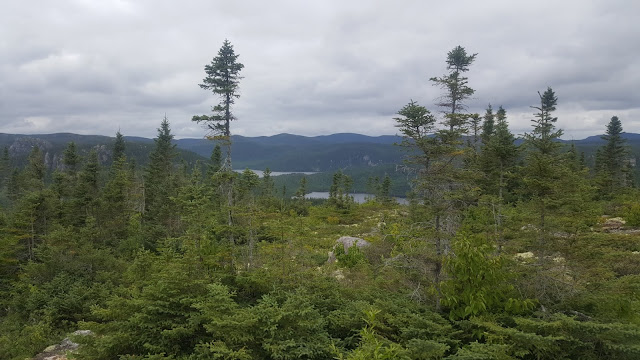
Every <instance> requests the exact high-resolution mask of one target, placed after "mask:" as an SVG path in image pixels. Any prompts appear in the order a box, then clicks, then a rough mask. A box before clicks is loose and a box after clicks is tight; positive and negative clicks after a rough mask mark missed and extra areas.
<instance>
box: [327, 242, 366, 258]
mask: <svg viewBox="0 0 640 360" xmlns="http://www.w3.org/2000/svg"><path fill="white" fill-rule="evenodd" d="M341 245H342V248H343V249H344V253H345V254H348V253H349V248H351V247H352V246H354V245H355V246H356V247H357V248H358V249H362V248H365V247H368V246H370V245H371V243H370V242H368V241H367V240H365V239H361V238H357V237H353V236H343V237H341V238H339V239H338V240H336V244H335V245H334V246H333V249H334V251H329V258H328V259H327V263H329V264H332V263H334V262H336V254H335V249H336V247H338V246H341Z"/></svg>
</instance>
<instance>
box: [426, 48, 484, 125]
mask: <svg viewBox="0 0 640 360" xmlns="http://www.w3.org/2000/svg"><path fill="white" fill-rule="evenodd" d="M476 55H478V54H473V55H467V51H466V50H465V48H463V47H462V46H456V47H455V48H454V49H453V50H451V51H449V52H448V53H447V70H449V73H448V74H446V75H443V76H441V77H432V78H431V79H430V80H431V81H432V82H433V84H434V85H435V86H438V87H440V88H442V89H443V90H444V95H443V96H442V97H441V98H440V102H439V103H437V104H436V105H438V106H440V107H442V108H443V109H444V113H445V124H446V125H447V126H449V131H452V132H453V131H454V130H458V131H462V130H464V127H465V125H466V122H467V118H468V115H466V114H463V113H462V111H464V110H465V109H466V106H465V104H464V101H465V100H467V99H469V98H470V97H471V96H472V95H473V93H474V92H475V90H473V89H472V88H470V87H469V86H468V85H467V84H468V83H469V79H468V78H467V77H465V76H464V75H463V74H464V73H465V72H467V71H469V66H471V64H472V63H473V61H474V60H475V58H476Z"/></svg>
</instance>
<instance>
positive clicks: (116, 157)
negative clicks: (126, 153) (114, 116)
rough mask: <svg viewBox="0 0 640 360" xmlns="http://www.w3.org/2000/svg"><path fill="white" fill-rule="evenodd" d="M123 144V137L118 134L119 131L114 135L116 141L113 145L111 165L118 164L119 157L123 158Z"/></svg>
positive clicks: (123, 146) (124, 147) (123, 151)
mask: <svg viewBox="0 0 640 360" xmlns="http://www.w3.org/2000/svg"><path fill="white" fill-rule="evenodd" d="M124 151H125V144H124V136H123V135H122V134H121V133H120V130H118V132H117V133H116V140H115V142H114V144H113V163H114V164H116V163H118V160H120V158H121V157H124Z"/></svg>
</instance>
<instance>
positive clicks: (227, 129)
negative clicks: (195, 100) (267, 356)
mask: <svg viewBox="0 0 640 360" xmlns="http://www.w3.org/2000/svg"><path fill="white" fill-rule="evenodd" d="M238 56H239V55H236V53H235V51H234V50H233V45H231V43H230V42H229V40H225V41H224V43H223V44H222V47H221V48H220V50H219V51H218V56H216V57H214V58H213V60H212V61H211V64H208V65H206V66H205V67H204V70H205V73H206V74H207V76H206V77H205V78H204V79H203V80H202V84H200V87H201V88H202V89H205V90H211V91H212V92H213V94H214V95H217V96H219V97H220V102H219V103H218V104H217V105H215V106H214V107H212V109H211V111H212V112H213V115H199V116H197V115H196V116H194V117H193V119H192V120H193V121H195V122H198V123H201V122H204V123H205V125H206V127H207V129H209V132H210V134H209V135H210V136H211V137H212V138H214V139H219V140H223V142H224V144H225V145H226V148H227V154H226V158H225V161H224V168H225V169H227V171H231V169H232V165H231V128H230V123H231V121H233V120H236V117H235V116H234V115H233V112H232V111H231V106H232V105H233V104H234V103H235V99H237V98H239V97H240V94H239V92H238V87H239V83H240V79H242V77H241V76H240V71H241V70H242V69H243V68H244V65H243V64H241V63H240V62H238Z"/></svg>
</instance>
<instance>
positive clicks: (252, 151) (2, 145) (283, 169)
mask: <svg viewBox="0 0 640 360" xmlns="http://www.w3.org/2000/svg"><path fill="white" fill-rule="evenodd" d="M623 136H624V138H625V139H627V142H628V144H629V145H630V147H631V149H632V153H633V155H634V156H635V157H637V156H638V155H640V134H634V133H625V134H623ZM125 140H126V145H127V156H128V157H129V158H131V159H133V160H134V161H136V163H138V164H140V165H144V164H146V163H147V161H148V155H149V152H150V151H151V150H152V149H153V139H148V138H143V137H135V136H127V137H125ZM71 141H73V142H75V143H76V145H78V148H79V150H80V152H81V154H83V153H88V152H89V150H90V149H91V148H96V149H97V150H98V153H99V156H100V160H101V161H102V162H103V163H108V162H110V161H111V158H110V156H111V147H112V145H113V142H114V138H112V137H108V136H100V135H78V134H71V133H57V134H42V135H21V134H2V133H0V148H1V147H5V146H7V147H9V150H10V154H11V155H12V157H15V158H16V159H18V161H21V160H24V159H26V157H27V155H28V153H29V151H30V150H31V147H33V146H35V145H37V146H39V147H41V148H42V150H43V151H44V152H45V153H46V154H47V155H46V156H47V157H46V159H48V160H47V161H48V165H49V166H50V167H56V166H57V165H58V164H59V162H60V161H61V156H62V152H63V151H64V148H65V147H66V145H67V144H68V143H69V142H71ZM400 141H401V137H399V136H393V135H384V136H366V135H360V134H351V133H342V134H332V135H322V136H312V137H307V136H300V135H291V134H278V135H273V136H258V137H245V136H237V135H236V136H233V137H232V142H233V149H232V151H233V153H232V155H233V163H234V167H235V168H245V167H248V168H252V169H264V168H267V167H269V168H270V169H271V170H272V171H318V172H322V171H336V170H337V169H345V168H357V167H374V166H378V165H383V164H397V163H401V162H402V159H403V157H404V156H405V152H404V151H403V150H402V149H401V148H400V147H398V146H393V144H394V143H398V142H400ZM563 142H565V143H570V142H573V143H574V144H575V145H576V147H577V148H578V150H579V151H583V152H584V153H585V156H586V158H587V161H588V162H590V161H592V159H593V156H594V154H595V151H596V149H597V148H598V147H599V146H601V145H602V144H603V143H604V140H602V139H601V138H600V136H590V137H588V138H586V139H582V140H573V141H563ZM175 144H176V147H177V149H178V152H179V157H180V158H182V159H183V160H184V161H186V162H187V163H194V162H195V161H196V160H206V159H208V158H209V157H210V155H211V152H212V150H213V147H214V144H215V143H214V142H213V141H210V140H206V139H178V140H175Z"/></svg>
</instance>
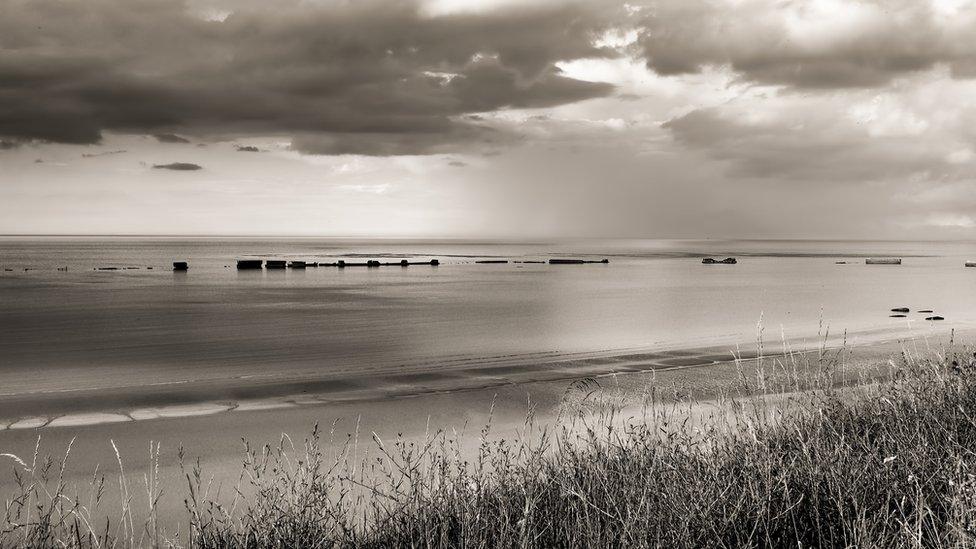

• About this exercise:
Reproduce all of the records above verbatim, line for line, and omit the pictures from your answer.

• Response below:
Every <instance> requests the exact high-resolution mask of one target, placed after "mask:" as an SVG path in image pixels. Any prompts appear in the order a box, then clicks, then a rough mask. A box before clicks is loose and a box after clicks is tight; positive and negative clicks after a rough mask mark missed and extra areas.
<instance>
box: [327, 242, 366, 258]
mask: <svg viewBox="0 0 640 360" xmlns="http://www.w3.org/2000/svg"><path fill="white" fill-rule="evenodd" d="M341 245H342V248H343V249H344V253H345V254H348V253H349V248H351V247H352V246H354V245H355V246H356V247H357V248H358V249H362V248H365V247H368V246H370V245H371V243H370V242H368V241H367V240H365V239H361V238H357V237H353V236H343V237H341V238H339V239H338V240H336V244H335V245H334V246H333V249H334V251H329V258H328V259H327V263H329V264H332V263H334V262H336V254H335V249H336V247H338V246H341Z"/></svg>
</instance>
<instance>
box: [426, 48, 484, 125]
mask: <svg viewBox="0 0 640 360" xmlns="http://www.w3.org/2000/svg"><path fill="white" fill-rule="evenodd" d="M476 55H478V54H473V55H467V51H466V50H465V48H463V47H462V46H456V47H455V48H454V49H453V50H451V51H449V52H448V53H447V70H449V73H448V74H446V75H443V76H441V77H432V78H431V79H430V80H431V81H432V82H433V84H434V85H435V86H438V87H440V88H442V89H443V90H444V95H443V96H442V97H441V98H440V102H439V103H437V104H436V105H438V106H440V107H442V108H443V109H444V113H445V124H446V125H447V126H449V131H452V132H453V131H454V130H458V131H462V130H464V127H465V125H466V122H467V118H468V115H466V114H463V113H462V111H464V110H465V109H466V106H465V104H464V101H465V100H467V99H469V98H470V97H471V96H472V95H473V93H474V92H475V90H473V89H472V88H470V87H469V86H468V85H467V84H468V83H469V79H468V78H467V77H465V76H464V75H463V74H464V73H465V72H467V71H469V66H471V64H472V63H473V61H474V60H475V58H476Z"/></svg>
</instance>
<instance>
positive clicks: (116, 157)
negative clicks: (126, 153) (114, 116)
rough mask: <svg viewBox="0 0 640 360" xmlns="http://www.w3.org/2000/svg"><path fill="white" fill-rule="evenodd" d="M123 144V137L118 134L119 131L114 135L116 141L113 145L111 165L118 164L119 157L123 158Z"/></svg>
positive clicks: (123, 146) (124, 147) (123, 151)
mask: <svg viewBox="0 0 640 360" xmlns="http://www.w3.org/2000/svg"><path fill="white" fill-rule="evenodd" d="M124 151H125V144H124V136H123V135H122V134H121V133H120V130H118V132H117V133H116V140H115V142H114V144H113V163H114V164H116V163H118V160H120V158H121V157H124Z"/></svg>
</instance>
<instance>
positive clicks: (227, 129)
negative clicks: (195, 100) (267, 356)
mask: <svg viewBox="0 0 640 360" xmlns="http://www.w3.org/2000/svg"><path fill="white" fill-rule="evenodd" d="M238 56H239V55H236V53H235V51H234V50H233V45H231V43H230V42H229V40H225V41H224V43H223V44H222V47H221V48H220V50H219V51H218V56H216V57H214V58H213V60H212V61H211V64H208V65H206V66H205V67H204V70H205V73H206V74H207V76H206V77H205V78H204V79H203V80H202V84H200V87H201V88H202V89H205V90H211V91H212V92H213V94H214V95H217V96H219V97H220V102H219V103H218V104H217V105H215V106H214V107H212V109H211V111H212V112H213V115H199V116H197V115H196V116H194V117H193V119H192V120H193V121H195V122H198V123H201V122H204V123H205V125H206V127H207V129H209V132H210V134H209V135H210V136H211V137H212V138H214V139H219V140H223V142H224V144H225V145H226V148H227V154H226V158H225V161H224V168H225V169H227V171H231V169H232V165H231V128H230V123H231V121H233V120H236V117H235V116H234V115H233V112H232V111H231V106H232V105H233V104H234V103H235V99H237V98H239V97H240V94H239V92H238V87H239V83H240V79H242V77H241V76H240V71H241V70H242V69H243V68H244V65H243V64H241V63H240V62H238Z"/></svg>
</instance>
<instance>
positive clicks: (252, 151) (2, 145) (283, 169)
mask: <svg viewBox="0 0 640 360" xmlns="http://www.w3.org/2000/svg"><path fill="white" fill-rule="evenodd" d="M623 136H624V138H625V139H627V142H628V144H629V145H630V147H631V149H632V153H633V155H634V156H635V157H637V156H638V155H640V134H634V133H625V134H623ZM125 140H126V145H127V156H128V157H129V158H131V159H133V160H134V161H136V163H138V164H140V165H144V164H146V163H147V161H148V155H149V152H150V151H151V150H152V149H153V139H148V138H143V137H135V136H127V137H125ZM71 141H73V142H75V143H76V145H78V148H79V150H80V152H81V154H83V153H88V152H89V150H90V149H91V148H96V149H97V150H98V153H99V156H100V160H101V161H102V162H103V163H108V162H110V161H111V158H110V156H111V147H112V145H113V142H114V138H112V137H108V136H100V135H78V134H71V133H57V134H42V135H21V134H2V133H0V148H1V147H5V146H7V147H9V150H10V154H11V155H12V157H15V158H16V159H18V161H21V160H24V159H26V157H27V155H28V153H29V151H30V150H31V147H33V146H35V145H37V146H39V147H41V148H42V150H43V151H44V152H45V153H46V154H47V155H46V156H47V157H46V159H48V160H47V161H48V165H49V166H50V167H56V166H57V165H58V164H59V162H60V161H61V156H62V152H63V151H64V148H65V147H66V145H67V144H68V143H69V142H71ZM400 141H401V137H399V136H393V135H384V136H366V135H360V134H351V133H342V134H332V135H322V136H312V137H307V136H300V135H291V134H278V135H273V136H258V137H245V136H237V135H236V136H233V137H232V142H233V149H232V151H233V153H232V155H233V163H234V167H235V168H245V167H248V168H252V169H264V168H267V167H269V168H270V169H271V170H272V171H318V172H322V171H336V170H337V169H345V168H357V167H374V166H378V165H383V164H397V163H401V162H402V159H403V157H404V156H405V152H404V151H403V150H402V149H401V148H400V147H398V146H393V144H394V143H398V142H400ZM563 142H565V143H570V142H573V143H574V144H575V145H576V147H577V148H578V150H579V151H583V152H584V153H585V156H586V158H587V161H588V162H590V161H592V159H593V156H594V154H595V151H596V149H597V148H598V147H599V146H601V145H602V144H603V143H604V140H602V139H601V138H600V136H590V137H588V138H586V139H582V140H573V141H563ZM175 144H176V147H177V149H178V152H179V157H180V158H182V159H183V160H184V161H186V162H187V163H194V162H195V161H196V160H206V159H208V158H209V157H210V155H211V152H212V150H213V147H214V144H215V143H214V142H213V141H210V140H206V139H178V140H175Z"/></svg>
</instance>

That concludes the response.